* EXERCISE REQUIREMENTS:
a) According to the Sparrow guide, what does the sparrowlang/sparrow docker image contain?
b) Duplicate the part of the Sparrow guide starting with "The standard arithmetic" and going on through "by the user.".
c) Using the Sparrow guide, explain why you might need to add the LLVM_DIR setting when running cmake.

* SELECTED EXTRACT:
Create a “build” directory under the Sparrow trunk folder and go there ($sprDir/build). Then run the following commands
cmake ..
cmake --build .
Depending on your system, CMake may not find a proper version of LLVM, and it will fail the first step; you’ll see this appear in the CMake output. It may be required for you to pass the path to the CMake files of the LLVM installation. Here is an example of passing that directory:
cmake .. -DLLVM_DIR=/usr/local/Cellar/llvm/5.0.1/lib/cmake/llvm
After these steps, optionally, you can also install it:
cmake --build . -- install
Compiling Sparrow compiler on Windows 64-bit¶
Not tried since a long while. Expect errors.
Running the tests¶
Go into “test” folder of Sparrow distribution and run:
./test-all.pl
the tests should run successfully (at least the vast majority of them)
Using docker¶
Get the sparrowlang/sparrow
docker image. This contains a pre-compiled Sparrow installation inside it.
Try running:
SparrowCompiler --help
Then, to run tests you can run:
./test-all.pl
Tutorials¶
PhD thesis documentation [slightly outdated]¶
- See the PhD presentation (accompanied by this video)
- Read the PhD thesis on Sparrow
These present a slightly outdated version of Sparrow, but nevertheless it provides a good tour of Sparrow’s most important features, with multiple examples and measurements. It also contains the design rationale for Sparrow.
Beginner’s introduction to Sparrow¶
This page provides a small introduction into Sparrow programming language. We expose the basic features that allow users to write traditional programs. The aim is to introduce the basic concepts that users will encounter while programming in Sparrow, without diving into more complex features.
By no means, this presents all the important concepts that a Sparrow programmer should know to be proficient, but it covers the core ones. It is more a tour of the low-level primitives that Sparrow exposes.
Hello, world!¶
In following computer science tradition, the first example program that is given in a language is the Hello, world! program. In Sparrow, a program that prints the text Hello, world!
to the console can be written as:
fun sprMain
cout << "Hello, world!" << endl
The sprMain
function will be called when the program starts.
Similarly to a C++ program, to print something to the console Sparrow uses the insertion operator to put the string into the cout
object. This object represents the standard console output. Adding an endl
expression at the end causes the program to print a new-line character.
Please note that Sparrow is an indent-based programming language. Although the user can write {
, }
and ;
, those can be inferred from the layout of the code.
Values and expressions¶
The cout
construct can be used to display to the console various values, as shown below:
cout << 1 << endl
cout << -1 << endl
cout << 3.141592 << endl
cout << "square root of 2 is " << 1.41421356237 << endl
The values can also be used in arithmetic expressions:
cout << (2+2) << endl
cout << (12-4) << endl
cout << (2*3.141592 / 180.0) << endl
cout << "square root of 2 is " << Math.sqrt(2) << endl
Here the parentheses are optional, but are added for better readability.
The standard arithmetic operations (+
, -
, *
and /
) can be used for numbers (integers, floating point). The standard operators can be overloaded, and moreover, non-standard operators can be defined by the user.
The Math.sqrt(2)

* SUPPLIED DATA:
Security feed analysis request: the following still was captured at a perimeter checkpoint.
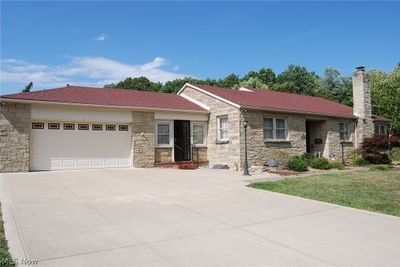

* SOLUTIONS BELOW:
a) A pre-compiled Sparrow installation.

b)
The standard arithmetic operations (+
, -
, *
and /
) can be used for numbers (integers, floating point). The standard operators can be overloaded, and moreover, non-standard operators can be defined by the user.

c) Depending on the system, CMake may not find a proper version of LLVM, and the first step will fail. Passing the path to the CMake files of the LLVM installation tells CMake where to find it.